Instructions to follow:
Your answer must be the line holding "# result: a" followed by every later line through the end of the entries, exactly as written.

□ □ □ □ □ □ □

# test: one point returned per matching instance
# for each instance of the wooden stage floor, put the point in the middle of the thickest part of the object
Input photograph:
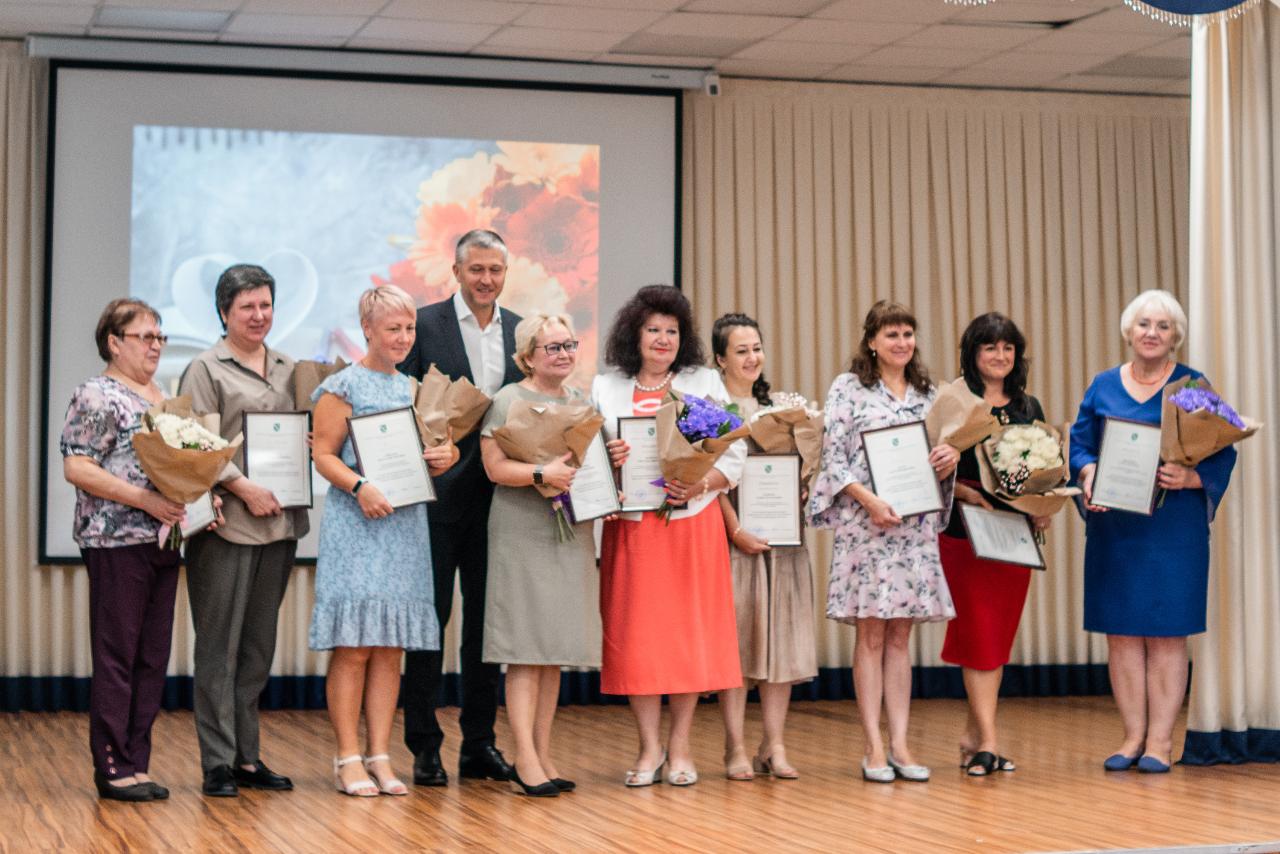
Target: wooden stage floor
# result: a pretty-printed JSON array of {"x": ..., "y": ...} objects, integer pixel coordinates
[{"x": 1059, "y": 799}]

□ □ □ □ □ □ □

Answer section:
# result: a pretty-printed JSON array of {"x": ..., "y": ...} objects, integer pixel coordinates
[{"x": 1059, "y": 799}]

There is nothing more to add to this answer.